§ Extracted text
========================================================================

LEGO Voice Control

This post is part 1 of 2 of  LEGO Voice Control

This is going to be (I hope) the first of a series of posts about voice recognition.

Decided to control my LEGO  RC Tracked Racer with my recent FTDI based IR Transmitter. While reading some blogs I find my self thinking… hey, I can use voice control on my Ubuntu laptop, doesn’t seem to dificult!

So, in a nutshell:

  • install pocketsphinx
  • create a keyhphrase list
  • write a bash script to parse commands and control the LEGO
  • glue it all

So there are a few open source speech recognition projects. I picked Sphinx from Carnegie Mellon University, mainly because it is available in Debian and Ubuntu and they have lighter version, pocketsphinx, for lighter devices like Android or Raspberry Pi (of course I also thought that, with some luck and sweat, it could be used with ev3dev later on).

pocketsphinx is a command line tool but can be also used with python with a library, I made some fast tests but gave up when complexity started to increase – pyaudio and gstreamer may be OK on Ubuntu or Raspberry Pi but the EV3 will most probably choke, so let’s try just shell scripts first.

I decided to have 5 commands for my LEGO (4 directions and STOP). Documentation suggests that it is best to use sentences with at least 3 syllables so I created this keyphrase-list.txt file:

move forward /1e-12/
move backward /1e-5/
turn left /1e-12/
turn right /1e-14/
stop /1e-20/

The numbers represent detection threshold values, I started with /1e-10/ for all and then adapted for better results by trial and error. Not quite happy yet and will probably use just “front” and “back” instead of “forward” and “backward”.

I also created a Sphinx knowledge base compilation with CMU’s Sphinx Knowledge Base Tool, using a file with the same keyphrases:

move forward
move backward
turn left
turn right
stop

Your Sphinx knowledge base compilation has been successfully processed!

This generated a ‘0772. TAR0772.tgz’ file containing 5 files:

[TXT] 0772.dic                110    Pronunciation Dictionary
[   ] 0772.lm                 1.3K   Language Model
[   ] 0772.log_pronounce      100    Log File
[   ] 0772.sent                98    Corpus (processed)
[   ] 0772.vocab               43    Word List

I made some tests with these files as parameters for the pocketsphinx_continuous command as also the pyhton library but for the next examples they don’t seem to be required. But they will be used later 🙂

Now to test is, just run this command and start speaking:

$ pocketsphinx_continuous -inmic yes -kws keyphrase_list.txt -logfn /dev/null
READY....
Listening...
READY....
Listening...
stop
READY....
Listening...
^C

So I just use pocketsphinx_continuous command to keep listening to what I say to the microphone (“-inmic yes”) and find my keyphrases (“-kws keyphrase_list.txt) without filling my console with log messages (“-logfn /dev/null”).

========================================================================

§ Required work
**1.** Write out the section of the LEGO voice control post from "Decided to control" up to and including "ev3dev later on).".
**2.** In the LEGO voice control post, what detection threshold value did the author first use for every keyphrase before adjusting them?

§ Record list
========================================================================

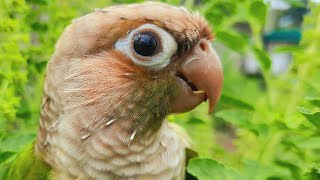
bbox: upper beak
[172,39,223,113]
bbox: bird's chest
[50,125,185,179]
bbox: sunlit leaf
[298,107,320,128]
[305,96,320,107]
[0,151,16,163]
[187,158,239,180]
[220,94,254,110]
[250,1,267,25]
[216,31,246,51]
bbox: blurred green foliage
[0,0,320,179]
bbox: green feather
[0,143,52,180]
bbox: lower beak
[172,39,223,113]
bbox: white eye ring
[115,24,177,70]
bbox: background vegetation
[0,0,320,179]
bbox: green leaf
[187,158,239,180]
[0,151,16,163]
[216,31,246,51]
[305,96,320,107]
[220,94,254,111]
[249,1,267,25]
[253,47,271,71]
[298,107,320,128]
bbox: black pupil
[133,33,157,56]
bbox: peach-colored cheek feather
[35,3,222,179]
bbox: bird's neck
[109,74,176,140]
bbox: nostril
[199,40,209,52]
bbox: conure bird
[1,2,223,180]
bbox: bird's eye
[133,33,158,56]
[115,24,177,71]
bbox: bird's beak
[172,39,223,113]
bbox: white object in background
[264,0,290,10]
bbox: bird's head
[45,3,222,138]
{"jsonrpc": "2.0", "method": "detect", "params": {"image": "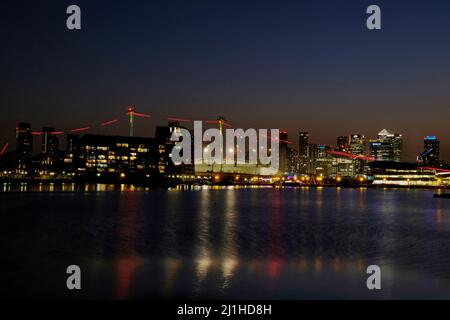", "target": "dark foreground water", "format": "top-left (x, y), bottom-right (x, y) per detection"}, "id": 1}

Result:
top-left (0, 188), bottom-right (450, 299)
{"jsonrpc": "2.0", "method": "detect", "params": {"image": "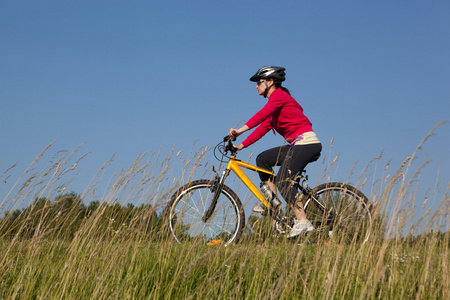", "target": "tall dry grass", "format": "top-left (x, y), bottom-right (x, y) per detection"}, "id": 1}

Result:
top-left (0, 122), bottom-right (450, 299)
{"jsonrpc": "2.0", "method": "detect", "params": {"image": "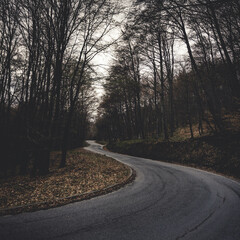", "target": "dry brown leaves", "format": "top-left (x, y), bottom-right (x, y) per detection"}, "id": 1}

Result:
top-left (0, 149), bottom-right (130, 212)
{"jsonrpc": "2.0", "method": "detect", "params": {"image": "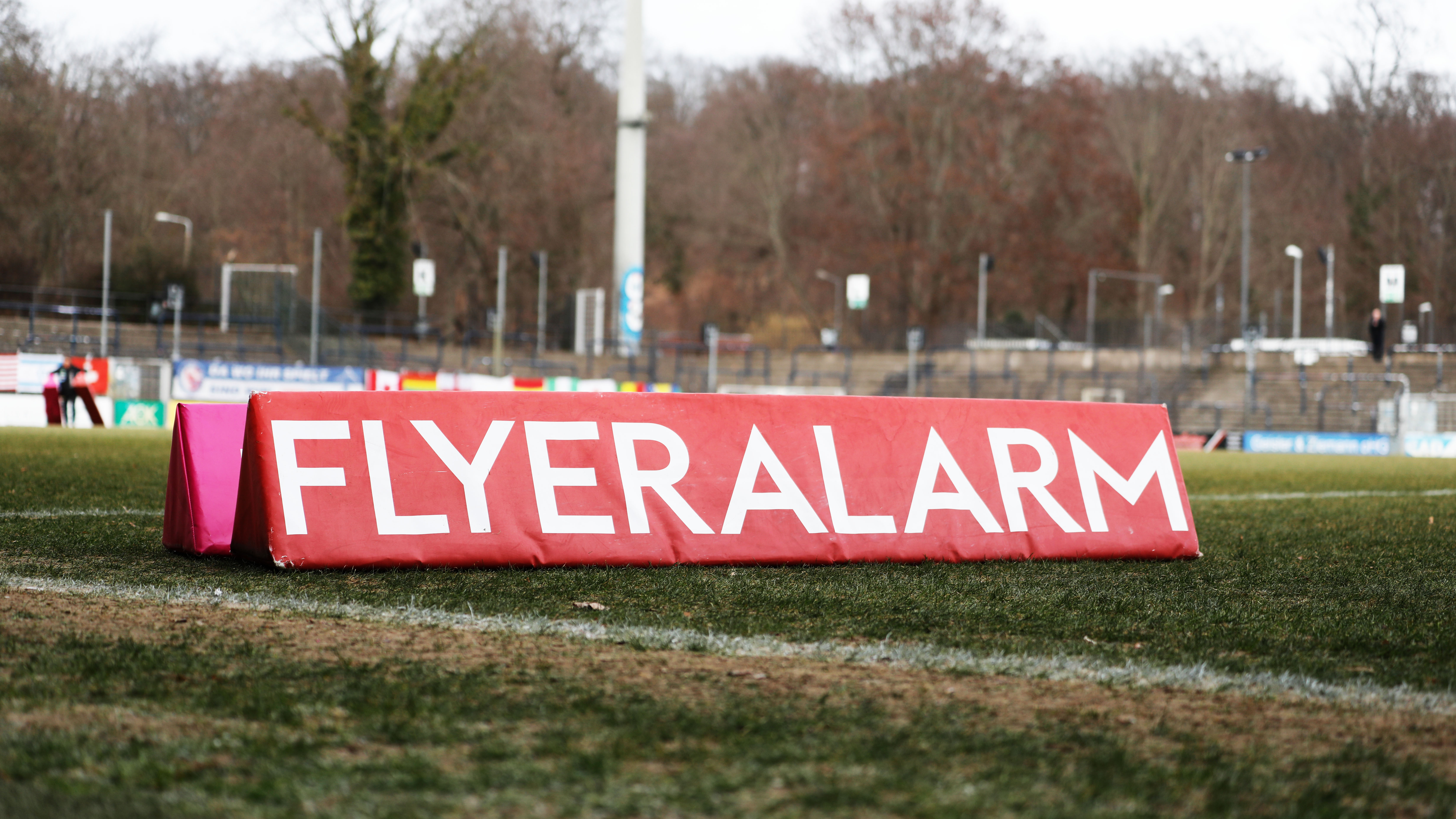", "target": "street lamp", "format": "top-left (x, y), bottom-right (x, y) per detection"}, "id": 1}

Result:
top-left (1319, 245), bottom-right (1335, 338)
top-left (814, 270), bottom-right (845, 347)
top-left (975, 254), bottom-right (996, 341)
top-left (1223, 147), bottom-right (1270, 335)
top-left (1153, 284), bottom-right (1173, 344)
top-left (1284, 245), bottom-right (1305, 338)
top-left (156, 210), bottom-right (192, 267)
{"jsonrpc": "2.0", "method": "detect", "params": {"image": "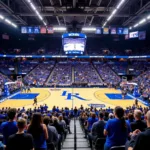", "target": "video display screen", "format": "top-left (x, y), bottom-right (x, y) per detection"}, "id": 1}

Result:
top-left (103, 28), bottom-right (109, 34)
top-left (33, 27), bottom-right (40, 34)
top-left (117, 28), bottom-right (123, 34)
top-left (110, 27), bottom-right (117, 34)
top-left (95, 27), bottom-right (102, 34)
top-left (123, 28), bottom-right (129, 35)
top-left (47, 27), bottom-right (54, 34)
top-left (21, 27), bottom-right (28, 34)
top-left (40, 26), bottom-right (46, 34)
top-left (27, 27), bottom-right (33, 34)
top-left (129, 31), bottom-right (139, 39)
top-left (63, 38), bottom-right (85, 54)
top-left (139, 31), bottom-right (146, 40)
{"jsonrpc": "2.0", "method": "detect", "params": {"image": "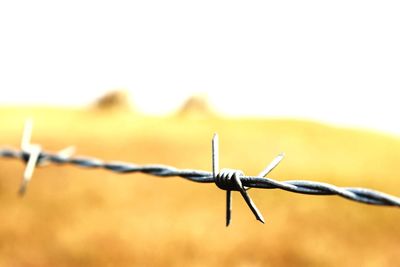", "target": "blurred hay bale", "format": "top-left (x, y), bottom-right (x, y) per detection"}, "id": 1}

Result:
top-left (93, 90), bottom-right (133, 111)
top-left (177, 95), bottom-right (215, 118)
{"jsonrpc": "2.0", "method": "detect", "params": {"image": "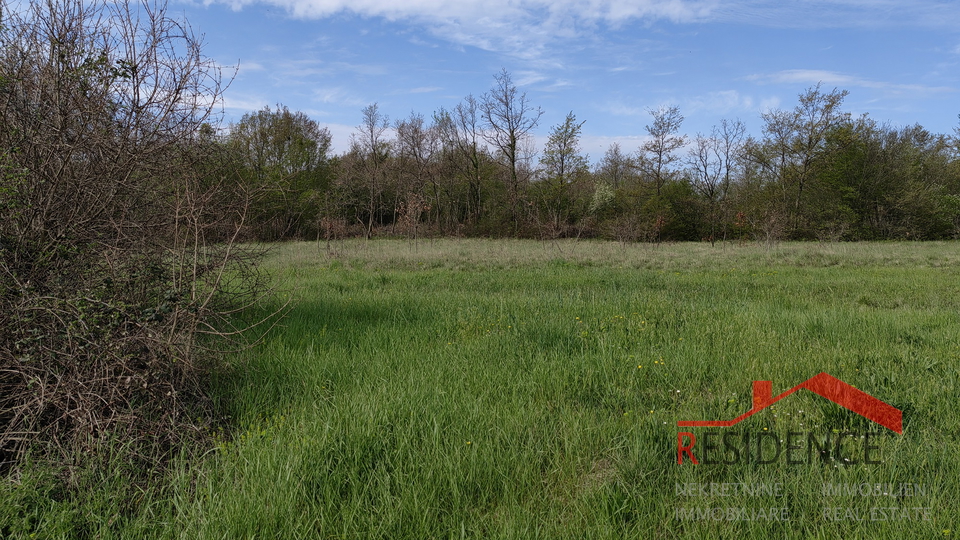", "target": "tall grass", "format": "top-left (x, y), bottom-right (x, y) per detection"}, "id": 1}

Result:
top-left (0, 240), bottom-right (960, 538)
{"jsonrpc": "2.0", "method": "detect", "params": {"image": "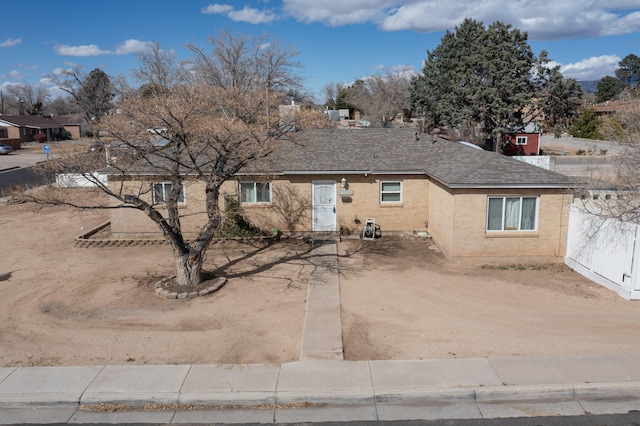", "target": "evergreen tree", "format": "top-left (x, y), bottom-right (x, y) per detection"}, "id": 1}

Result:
top-left (77, 68), bottom-right (115, 122)
top-left (536, 60), bottom-right (583, 135)
top-left (411, 19), bottom-right (536, 143)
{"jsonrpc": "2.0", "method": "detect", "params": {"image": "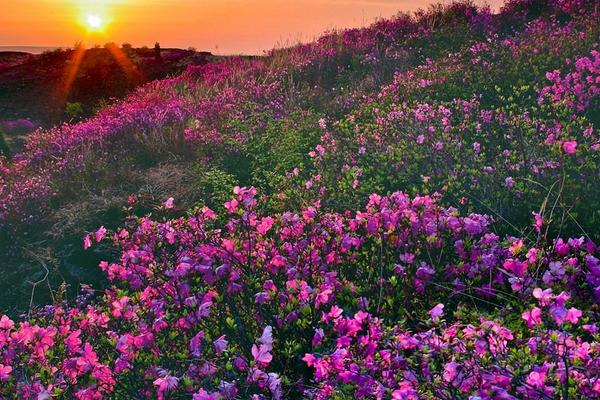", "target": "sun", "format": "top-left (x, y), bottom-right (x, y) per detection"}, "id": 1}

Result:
top-left (85, 14), bottom-right (104, 30)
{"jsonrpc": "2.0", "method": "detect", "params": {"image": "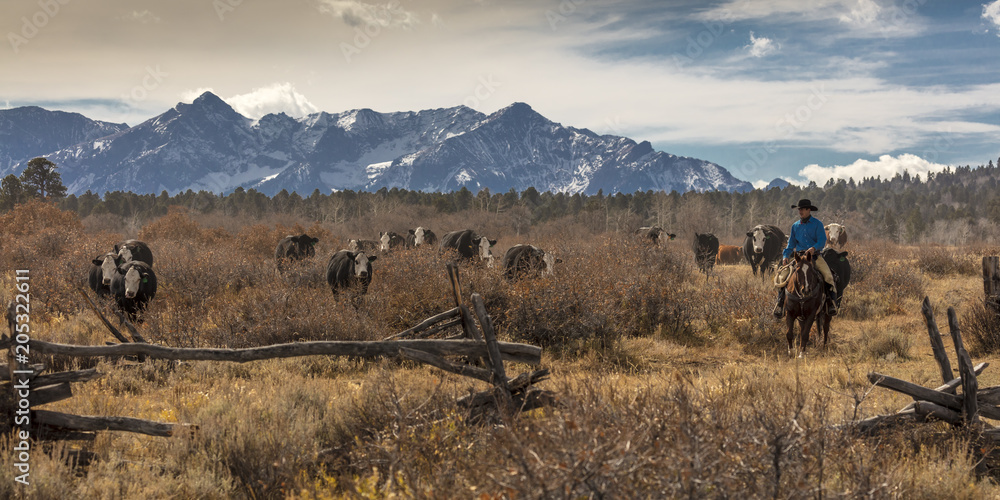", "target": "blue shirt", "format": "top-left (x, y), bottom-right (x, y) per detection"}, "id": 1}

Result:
top-left (781, 215), bottom-right (826, 259)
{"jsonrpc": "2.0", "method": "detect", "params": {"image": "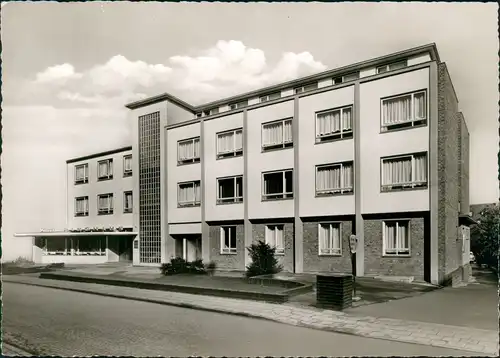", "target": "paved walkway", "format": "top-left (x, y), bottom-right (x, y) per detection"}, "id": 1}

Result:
top-left (3, 275), bottom-right (498, 356)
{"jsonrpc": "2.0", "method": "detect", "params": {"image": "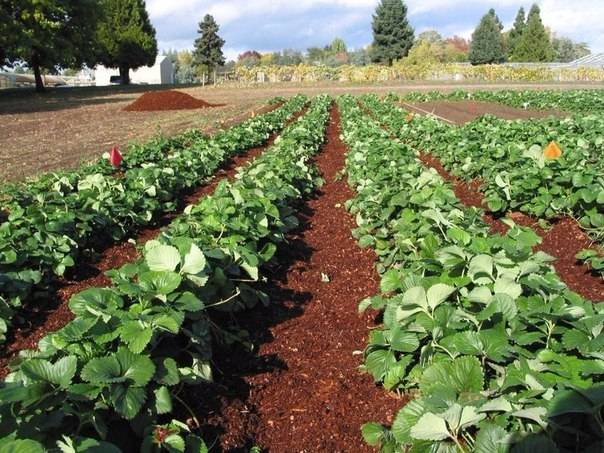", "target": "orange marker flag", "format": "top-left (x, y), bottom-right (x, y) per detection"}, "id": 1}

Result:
top-left (543, 142), bottom-right (562, 159)
top-left (109, 146), bottom-right (123, 167)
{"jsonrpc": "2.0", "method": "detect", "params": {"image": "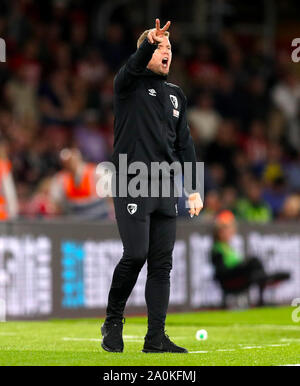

========================================================================

§ Solutions
**1.**
Decided to control my LEGO  RC Tracked Racer with my recent FTDI based IR Transmitter. While reading some blogs I find my self thinking… hey, I can use voice control on my Ubuntu laptop, doesn’t seem to dificult!

So, in a nutshell:

  • install pocketsphinx
  • create a keyhphrase list
  • write a bash script to parse commands and control the LEGO
  • glue it all

So there are a few open source speech recognition projects. I picked Sphinx from Carnegie Mellon University, mainly because it is available in Debian and Ubuntu and they have lighter version, pocketsphinx, for lighter devices like Android or Raspberry Pi (of course I also thought that, with some luck and sweat, it could be used with ev3dev later on).

**2.** /1e-10/